## Your assignment
Every line of the data is to be transcribed as it stands.

Region pointing data
........

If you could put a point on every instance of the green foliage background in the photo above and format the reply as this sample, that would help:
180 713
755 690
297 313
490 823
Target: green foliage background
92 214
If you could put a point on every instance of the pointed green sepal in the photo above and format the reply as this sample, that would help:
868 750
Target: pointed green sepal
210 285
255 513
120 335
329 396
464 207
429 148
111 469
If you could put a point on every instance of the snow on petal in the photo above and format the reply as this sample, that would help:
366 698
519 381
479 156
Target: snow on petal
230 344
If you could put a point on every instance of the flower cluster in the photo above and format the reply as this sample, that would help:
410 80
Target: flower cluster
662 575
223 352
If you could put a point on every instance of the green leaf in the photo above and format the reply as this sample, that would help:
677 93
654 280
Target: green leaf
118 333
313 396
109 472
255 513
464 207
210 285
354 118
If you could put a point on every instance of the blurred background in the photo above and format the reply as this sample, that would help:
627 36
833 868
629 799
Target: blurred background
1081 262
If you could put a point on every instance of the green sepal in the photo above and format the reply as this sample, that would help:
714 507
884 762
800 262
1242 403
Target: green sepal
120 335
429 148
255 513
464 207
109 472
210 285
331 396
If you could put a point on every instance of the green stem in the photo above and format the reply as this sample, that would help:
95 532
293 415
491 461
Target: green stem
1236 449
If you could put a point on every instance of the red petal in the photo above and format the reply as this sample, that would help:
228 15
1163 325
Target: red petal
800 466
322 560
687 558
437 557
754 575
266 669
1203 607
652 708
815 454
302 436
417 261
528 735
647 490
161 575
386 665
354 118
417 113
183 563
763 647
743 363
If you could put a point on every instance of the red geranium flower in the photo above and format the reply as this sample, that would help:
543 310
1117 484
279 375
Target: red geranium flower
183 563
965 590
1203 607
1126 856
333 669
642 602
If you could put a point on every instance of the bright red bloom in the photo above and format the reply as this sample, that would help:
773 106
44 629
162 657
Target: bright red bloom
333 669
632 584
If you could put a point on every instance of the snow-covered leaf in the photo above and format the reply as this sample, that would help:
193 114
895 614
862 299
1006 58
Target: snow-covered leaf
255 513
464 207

........

## Solution to this problem
If you could put a point on every instance of the green foliage background in the photo above and format the reply as this sample, that would help:
180 713
755 690
297 313
490 823
Target: green foliage background
92 214
If you could put a point on every instance of the pointed green sepal in the photo above and format the reply as this sample, that would help:
868 750
Target: pointed green sepal
210 285
255 513
120 335
329 396
464 207
429 148
111 469
If you could put a point on every instance of the snow on petal in the photo above and format the reply as this sample, that would help:
366 698
519 381
479 156
Target: snow on petal
230 344
If you could put a point on every instance of the flower cluster in the photo above and format the reply as this sample, that would help:
410 80
Target: flower cluster
662 575
223 352
If you could put a point on every instance of the green leaf in the photo above and format the reply as this sample, that would help:
677 93
654 280
Target: green leaf
118 333
313 396
109 472
255 513
464 207
210 285
354 118
If you could put a point on every instance of the blurred background in the photo above and format the reply as this sample, that would help:
627 36
833 868
629 799
Target: blurred background
1081 262
If you could put a point on every instance of the green sepal in the photo above and format the reply as this sample, that would help:
714 507
884 762
800 262
1242 403
Target: green sepal
120 335
429 148
255 513
464 207
109 472
210 285
331 396
If you could put a point on every instance of the green stem in the photo above and format the reply as this sample, that would help:
95 532
293 415
491 461
Target: green stem
1236 449
If you could put a point on every instance of the red petal in the photo above and format the reply as this sample, that would help:
228 15
1163 325
Target: red petal
800 466
322 560
687 558
437 557
754 575
266 669
1203 607
652 708
815 454
302 436
417 261
528 735
647 490
161 575
386 665
354 118
417 113
183 563
763 647
743 363
If you could put a point on every instance of the red geranium flower in the photo above and format the reply as this sample, that would help:
543 310
1117 484
279 375
Target: red geranium flower
183 563
965 590
1203 607
1126 856
333 669
642 602
If you could put a point on every instance of the bright red bloom in the photo above and format the reply as this sample, that would help:
773 106
44 629
162 657
Target: bright red bloom
333 669
632 584
If you could put a point on every instance of the snow-covered leaf in the photo above and format the reply as this sample, that would help:
193 114
895 614
862 299
1006 58
Target: snow-covered leaf
255 513
464 207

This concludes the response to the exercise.